> [The task]
Show each line from the rows below that contains the word "earth". Treat uppercase and lowercase as different.

> [Exercise inputs]
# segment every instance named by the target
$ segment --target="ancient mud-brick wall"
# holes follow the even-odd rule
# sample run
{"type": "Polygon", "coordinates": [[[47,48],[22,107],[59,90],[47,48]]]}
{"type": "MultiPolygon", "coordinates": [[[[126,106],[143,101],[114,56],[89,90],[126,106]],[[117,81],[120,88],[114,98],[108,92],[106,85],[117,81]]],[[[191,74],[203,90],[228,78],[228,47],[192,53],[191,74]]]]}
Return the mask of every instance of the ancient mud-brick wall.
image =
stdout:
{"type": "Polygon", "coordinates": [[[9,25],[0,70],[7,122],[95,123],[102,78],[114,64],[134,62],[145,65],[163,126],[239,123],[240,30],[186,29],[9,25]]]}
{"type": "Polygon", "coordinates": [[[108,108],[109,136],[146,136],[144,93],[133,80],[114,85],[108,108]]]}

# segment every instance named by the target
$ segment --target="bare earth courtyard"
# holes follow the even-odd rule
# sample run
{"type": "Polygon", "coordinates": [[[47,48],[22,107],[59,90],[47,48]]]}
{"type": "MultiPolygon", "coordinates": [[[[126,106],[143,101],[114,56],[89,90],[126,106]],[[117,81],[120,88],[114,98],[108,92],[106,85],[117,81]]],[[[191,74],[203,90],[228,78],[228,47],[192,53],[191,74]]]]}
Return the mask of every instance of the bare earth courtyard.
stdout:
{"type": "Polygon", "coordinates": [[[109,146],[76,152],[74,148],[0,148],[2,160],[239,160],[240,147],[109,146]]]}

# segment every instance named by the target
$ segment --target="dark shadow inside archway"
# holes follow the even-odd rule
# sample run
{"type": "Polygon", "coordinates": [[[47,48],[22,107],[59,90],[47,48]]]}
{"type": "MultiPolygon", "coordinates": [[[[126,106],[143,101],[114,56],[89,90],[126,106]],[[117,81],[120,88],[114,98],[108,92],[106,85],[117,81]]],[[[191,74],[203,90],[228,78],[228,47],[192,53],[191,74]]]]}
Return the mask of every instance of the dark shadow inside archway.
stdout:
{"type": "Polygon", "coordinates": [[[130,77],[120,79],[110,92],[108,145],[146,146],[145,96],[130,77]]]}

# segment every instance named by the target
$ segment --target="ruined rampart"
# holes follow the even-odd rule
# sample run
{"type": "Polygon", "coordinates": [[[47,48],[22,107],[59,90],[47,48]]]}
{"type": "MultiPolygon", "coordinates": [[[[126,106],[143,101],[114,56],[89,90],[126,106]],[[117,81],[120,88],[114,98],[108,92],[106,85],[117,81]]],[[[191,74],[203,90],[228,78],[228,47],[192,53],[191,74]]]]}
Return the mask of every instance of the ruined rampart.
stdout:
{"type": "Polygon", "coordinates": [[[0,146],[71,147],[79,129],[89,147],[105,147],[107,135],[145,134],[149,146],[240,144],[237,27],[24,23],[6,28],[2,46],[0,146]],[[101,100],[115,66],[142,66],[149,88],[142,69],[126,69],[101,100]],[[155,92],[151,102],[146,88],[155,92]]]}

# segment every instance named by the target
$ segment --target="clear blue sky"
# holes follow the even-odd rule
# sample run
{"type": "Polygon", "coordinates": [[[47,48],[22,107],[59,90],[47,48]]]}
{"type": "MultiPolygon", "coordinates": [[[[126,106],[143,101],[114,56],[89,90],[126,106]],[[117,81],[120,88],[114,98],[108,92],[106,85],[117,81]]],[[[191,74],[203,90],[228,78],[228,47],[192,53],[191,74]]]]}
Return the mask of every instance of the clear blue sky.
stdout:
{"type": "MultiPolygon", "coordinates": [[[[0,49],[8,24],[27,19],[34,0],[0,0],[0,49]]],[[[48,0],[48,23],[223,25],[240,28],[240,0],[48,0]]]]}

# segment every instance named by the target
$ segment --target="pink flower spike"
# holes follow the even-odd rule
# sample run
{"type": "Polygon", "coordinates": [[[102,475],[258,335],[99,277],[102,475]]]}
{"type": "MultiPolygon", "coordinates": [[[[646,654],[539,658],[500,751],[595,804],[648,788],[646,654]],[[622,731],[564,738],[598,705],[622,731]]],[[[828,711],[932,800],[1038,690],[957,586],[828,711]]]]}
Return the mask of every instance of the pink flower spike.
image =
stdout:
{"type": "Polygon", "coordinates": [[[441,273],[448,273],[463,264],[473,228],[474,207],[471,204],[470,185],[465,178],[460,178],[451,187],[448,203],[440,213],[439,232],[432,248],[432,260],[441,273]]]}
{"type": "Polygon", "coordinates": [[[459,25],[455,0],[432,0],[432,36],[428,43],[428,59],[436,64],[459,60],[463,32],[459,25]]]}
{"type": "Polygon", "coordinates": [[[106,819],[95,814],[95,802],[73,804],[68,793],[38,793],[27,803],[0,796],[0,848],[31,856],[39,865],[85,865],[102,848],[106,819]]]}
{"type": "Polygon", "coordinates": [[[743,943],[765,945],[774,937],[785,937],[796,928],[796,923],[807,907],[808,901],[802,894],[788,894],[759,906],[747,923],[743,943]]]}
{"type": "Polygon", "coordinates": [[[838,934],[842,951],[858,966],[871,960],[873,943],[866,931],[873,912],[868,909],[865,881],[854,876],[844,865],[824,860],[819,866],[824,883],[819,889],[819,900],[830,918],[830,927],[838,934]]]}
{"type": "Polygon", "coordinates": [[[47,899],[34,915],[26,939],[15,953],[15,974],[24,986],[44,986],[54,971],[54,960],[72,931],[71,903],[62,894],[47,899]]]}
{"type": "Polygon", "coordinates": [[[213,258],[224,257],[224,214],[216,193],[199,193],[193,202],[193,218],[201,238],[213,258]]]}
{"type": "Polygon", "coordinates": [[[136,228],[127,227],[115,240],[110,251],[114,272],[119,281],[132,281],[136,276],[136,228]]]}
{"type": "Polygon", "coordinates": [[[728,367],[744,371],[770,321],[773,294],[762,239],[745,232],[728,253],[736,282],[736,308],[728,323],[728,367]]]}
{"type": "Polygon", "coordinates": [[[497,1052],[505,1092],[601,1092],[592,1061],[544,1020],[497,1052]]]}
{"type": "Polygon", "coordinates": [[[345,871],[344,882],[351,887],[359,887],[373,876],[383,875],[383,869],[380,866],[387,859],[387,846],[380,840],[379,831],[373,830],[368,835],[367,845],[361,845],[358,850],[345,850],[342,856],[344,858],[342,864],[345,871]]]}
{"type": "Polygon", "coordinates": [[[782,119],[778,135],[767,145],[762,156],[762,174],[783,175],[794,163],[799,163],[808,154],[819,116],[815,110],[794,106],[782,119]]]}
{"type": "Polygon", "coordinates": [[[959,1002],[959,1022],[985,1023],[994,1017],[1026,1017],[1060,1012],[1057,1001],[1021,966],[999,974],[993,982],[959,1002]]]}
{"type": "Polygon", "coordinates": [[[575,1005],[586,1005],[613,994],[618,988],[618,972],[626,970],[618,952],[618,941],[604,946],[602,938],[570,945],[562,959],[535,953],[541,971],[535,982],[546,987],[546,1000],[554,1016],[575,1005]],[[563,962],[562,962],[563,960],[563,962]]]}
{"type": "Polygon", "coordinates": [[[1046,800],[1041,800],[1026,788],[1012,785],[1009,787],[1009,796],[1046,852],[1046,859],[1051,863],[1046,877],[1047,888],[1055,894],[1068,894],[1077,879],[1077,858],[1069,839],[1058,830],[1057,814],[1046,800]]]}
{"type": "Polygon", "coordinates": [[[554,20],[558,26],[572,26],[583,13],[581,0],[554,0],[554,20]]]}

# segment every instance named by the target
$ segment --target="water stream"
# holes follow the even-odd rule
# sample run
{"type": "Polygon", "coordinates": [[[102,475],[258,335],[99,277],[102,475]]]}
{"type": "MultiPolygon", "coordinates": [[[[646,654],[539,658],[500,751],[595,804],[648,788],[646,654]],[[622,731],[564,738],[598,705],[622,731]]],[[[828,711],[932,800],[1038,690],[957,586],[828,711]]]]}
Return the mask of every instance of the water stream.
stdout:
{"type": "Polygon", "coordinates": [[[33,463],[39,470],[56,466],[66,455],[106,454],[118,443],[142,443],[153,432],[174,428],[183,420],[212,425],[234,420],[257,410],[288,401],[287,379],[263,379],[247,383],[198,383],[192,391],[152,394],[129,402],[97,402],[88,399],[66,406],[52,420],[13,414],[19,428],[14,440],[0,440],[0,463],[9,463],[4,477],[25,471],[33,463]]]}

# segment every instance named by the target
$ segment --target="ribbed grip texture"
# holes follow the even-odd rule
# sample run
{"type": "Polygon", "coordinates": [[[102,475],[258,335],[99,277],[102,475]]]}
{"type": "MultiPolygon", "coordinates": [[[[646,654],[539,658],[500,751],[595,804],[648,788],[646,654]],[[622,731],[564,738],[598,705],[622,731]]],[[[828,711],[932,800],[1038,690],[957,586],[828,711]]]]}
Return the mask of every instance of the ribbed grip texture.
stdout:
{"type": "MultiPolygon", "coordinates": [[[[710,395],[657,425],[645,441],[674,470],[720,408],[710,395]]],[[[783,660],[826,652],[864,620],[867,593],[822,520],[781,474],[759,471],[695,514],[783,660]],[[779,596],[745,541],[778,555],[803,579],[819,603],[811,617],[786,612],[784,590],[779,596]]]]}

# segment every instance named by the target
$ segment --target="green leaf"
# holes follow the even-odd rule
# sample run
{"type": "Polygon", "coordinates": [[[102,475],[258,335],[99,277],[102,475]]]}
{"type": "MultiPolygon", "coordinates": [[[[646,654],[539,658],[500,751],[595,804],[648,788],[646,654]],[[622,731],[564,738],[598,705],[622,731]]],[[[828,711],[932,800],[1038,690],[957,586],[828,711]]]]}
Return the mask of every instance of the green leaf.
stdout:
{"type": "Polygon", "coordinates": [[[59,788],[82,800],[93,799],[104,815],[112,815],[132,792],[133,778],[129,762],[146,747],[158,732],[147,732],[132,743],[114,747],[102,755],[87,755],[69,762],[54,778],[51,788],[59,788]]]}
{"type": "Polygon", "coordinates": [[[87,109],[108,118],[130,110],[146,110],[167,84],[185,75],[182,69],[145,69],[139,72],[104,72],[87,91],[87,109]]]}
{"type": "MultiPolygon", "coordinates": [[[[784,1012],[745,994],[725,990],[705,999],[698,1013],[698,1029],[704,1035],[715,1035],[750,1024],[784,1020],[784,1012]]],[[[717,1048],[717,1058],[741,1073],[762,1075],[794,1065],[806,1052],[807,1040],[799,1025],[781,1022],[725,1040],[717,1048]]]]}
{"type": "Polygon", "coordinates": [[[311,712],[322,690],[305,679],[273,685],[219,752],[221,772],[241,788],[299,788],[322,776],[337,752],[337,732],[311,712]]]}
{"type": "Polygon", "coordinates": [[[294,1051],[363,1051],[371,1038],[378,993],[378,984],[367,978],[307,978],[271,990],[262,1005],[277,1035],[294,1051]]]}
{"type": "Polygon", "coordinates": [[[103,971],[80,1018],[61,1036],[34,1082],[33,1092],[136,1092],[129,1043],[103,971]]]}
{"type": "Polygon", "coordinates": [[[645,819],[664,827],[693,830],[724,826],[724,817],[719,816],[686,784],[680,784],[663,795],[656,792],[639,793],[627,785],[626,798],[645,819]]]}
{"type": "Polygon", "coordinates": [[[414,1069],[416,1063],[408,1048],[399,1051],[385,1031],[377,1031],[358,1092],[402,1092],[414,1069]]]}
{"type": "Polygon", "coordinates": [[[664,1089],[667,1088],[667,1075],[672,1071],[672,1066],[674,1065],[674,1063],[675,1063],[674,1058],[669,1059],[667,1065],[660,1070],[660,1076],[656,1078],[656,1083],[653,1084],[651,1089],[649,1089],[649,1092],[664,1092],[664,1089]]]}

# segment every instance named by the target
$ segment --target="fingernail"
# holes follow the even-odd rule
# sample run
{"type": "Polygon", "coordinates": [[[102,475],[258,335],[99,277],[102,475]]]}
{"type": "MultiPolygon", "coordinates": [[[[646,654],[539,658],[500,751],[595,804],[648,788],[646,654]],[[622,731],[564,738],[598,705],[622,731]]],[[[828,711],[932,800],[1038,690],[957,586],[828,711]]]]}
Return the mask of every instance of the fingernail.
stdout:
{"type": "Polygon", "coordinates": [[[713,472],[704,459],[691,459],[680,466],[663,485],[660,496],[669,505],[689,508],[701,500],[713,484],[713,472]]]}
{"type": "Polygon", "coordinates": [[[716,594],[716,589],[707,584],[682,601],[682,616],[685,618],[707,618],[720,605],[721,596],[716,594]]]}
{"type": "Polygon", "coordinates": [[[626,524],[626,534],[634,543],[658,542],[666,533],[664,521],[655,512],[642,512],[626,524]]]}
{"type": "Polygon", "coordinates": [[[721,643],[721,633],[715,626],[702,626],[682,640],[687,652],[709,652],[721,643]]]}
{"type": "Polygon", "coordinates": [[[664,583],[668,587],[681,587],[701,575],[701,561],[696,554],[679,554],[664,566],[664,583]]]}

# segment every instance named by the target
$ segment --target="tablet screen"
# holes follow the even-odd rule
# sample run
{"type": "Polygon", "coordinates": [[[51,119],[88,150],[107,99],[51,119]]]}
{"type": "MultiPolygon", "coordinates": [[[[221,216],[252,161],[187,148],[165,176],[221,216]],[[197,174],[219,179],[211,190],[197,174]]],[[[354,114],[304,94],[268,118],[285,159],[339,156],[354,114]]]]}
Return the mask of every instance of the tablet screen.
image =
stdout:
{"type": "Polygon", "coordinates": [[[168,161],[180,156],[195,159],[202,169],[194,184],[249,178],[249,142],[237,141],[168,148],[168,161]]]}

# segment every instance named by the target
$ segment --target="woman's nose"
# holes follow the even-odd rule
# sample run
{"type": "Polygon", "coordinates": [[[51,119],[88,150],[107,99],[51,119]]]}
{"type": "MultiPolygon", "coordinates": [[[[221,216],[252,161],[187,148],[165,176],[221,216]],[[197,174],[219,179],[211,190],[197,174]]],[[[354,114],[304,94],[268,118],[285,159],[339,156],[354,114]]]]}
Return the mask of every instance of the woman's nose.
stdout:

> [Exercise solution]
$ segment --target="bare earth courtyard"
Return the mask of every instance of the bare earth courtyard.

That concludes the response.